▶ _Problem statement_:
Update the passage on logic and probability by rewriting it between "infinite domains and" and "as probability theory.", inclusive, with "calculus" replaced by "formalism".

▶ _Selection_:
This issue, of course, has not gone unnoticed by the community. There are plenty of works that explore concepts such as open-world modeling—in contrast to the closed-world assumption that assumes the set of objects is fixed and finite in advance [4, 42]. But most solutions in the literature make a number of assumptions in terms of the modeling and the reasoning capabilities of the frameworks. This is justified from the point of view of practicality, but it leaves open what a general mathematical theory for first-order logic and probability looks like. Such a theory should allow, in the least:

  1. 1.

    infinite domains and arbitrary quantification from a first-order viewpoint;

  2. 2.

    discrete, continuous and mixed discrete-continuous distributions from a probability theory viewpoint.

The logical framework, understandably, should provide a calculus where we can express sentences that mix logical and probabilistic assertions. Moreover, these may be provided at any level of specificity by the modeler [3, 9] such that the model theory allows one to reason about entailments in a way that adheres to the axioms of first-order logic as well as probability theory.

1.2 The Story Does Not Get Easier with Actions

The world is constantly in motion and objects, as well as their properties, are subject to change. Therefore, a static representation of the world is insufficient, as it does not allow for the possibility of changes occurring as a result of actions. Some of these actions may be initiated by the agent by choice, for example, whereas others may be caused by external factors that the agent cannot control but only perceive and react to. We might then complement (1) and (2) above, with (3):

  1. 3

    The theory should enable the modeling of actions, effects, and sensors, even those that are error-prone, with a probabilistic model. It should also provide a mechanism for reasoning about how all of these entities impact the way knowledge about the world is evolving.

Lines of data

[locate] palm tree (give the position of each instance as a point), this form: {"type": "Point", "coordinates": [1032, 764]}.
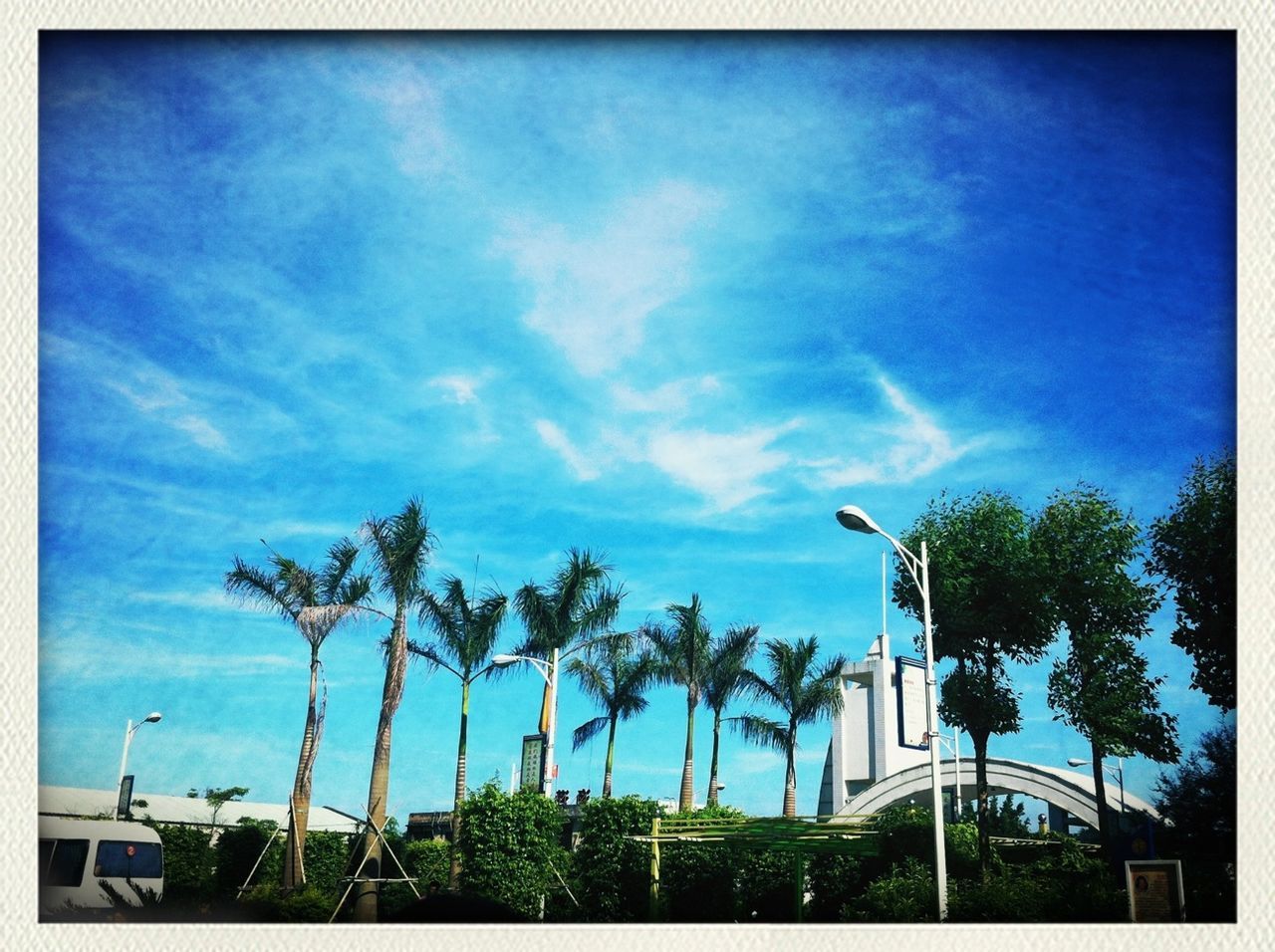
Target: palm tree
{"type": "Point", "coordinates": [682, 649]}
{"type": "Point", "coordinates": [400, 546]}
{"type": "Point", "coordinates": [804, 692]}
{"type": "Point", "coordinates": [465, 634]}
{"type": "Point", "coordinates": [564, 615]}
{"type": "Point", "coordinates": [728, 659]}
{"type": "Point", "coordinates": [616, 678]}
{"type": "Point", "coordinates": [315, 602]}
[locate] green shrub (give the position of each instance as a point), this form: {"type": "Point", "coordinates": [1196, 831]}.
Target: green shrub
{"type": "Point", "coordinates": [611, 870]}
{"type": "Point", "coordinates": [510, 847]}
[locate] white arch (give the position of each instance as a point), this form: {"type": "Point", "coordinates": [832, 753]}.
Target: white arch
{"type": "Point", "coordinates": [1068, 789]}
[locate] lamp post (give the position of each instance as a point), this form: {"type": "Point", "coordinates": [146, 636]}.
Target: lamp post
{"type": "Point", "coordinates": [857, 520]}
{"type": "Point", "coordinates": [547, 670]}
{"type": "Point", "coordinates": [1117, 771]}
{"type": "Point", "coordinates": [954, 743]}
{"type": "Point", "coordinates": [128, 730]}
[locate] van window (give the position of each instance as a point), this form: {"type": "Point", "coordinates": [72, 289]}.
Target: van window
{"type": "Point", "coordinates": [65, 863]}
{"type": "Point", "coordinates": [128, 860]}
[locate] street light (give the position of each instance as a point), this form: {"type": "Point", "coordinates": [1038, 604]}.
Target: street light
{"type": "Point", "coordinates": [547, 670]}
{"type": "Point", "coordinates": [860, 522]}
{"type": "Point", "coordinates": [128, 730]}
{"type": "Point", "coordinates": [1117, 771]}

▶ _Correct response_:
infinite domains and arbitrary quantification from a first-order viewpoint;

  2. 2.

    discrete, continuous and mixed discrete-continuous distributions from a probability theory viewpoint.

The logical framework, understandably, should provide a formalism where we can express sentences that mix logical and probabilistic assertions. Moreover, these may be provided at any level of specificity by the modeler [3, 9] such that the model theory allows one to reason about entailments in a way that adheres to the axioms of first-order logic as well as probability theory.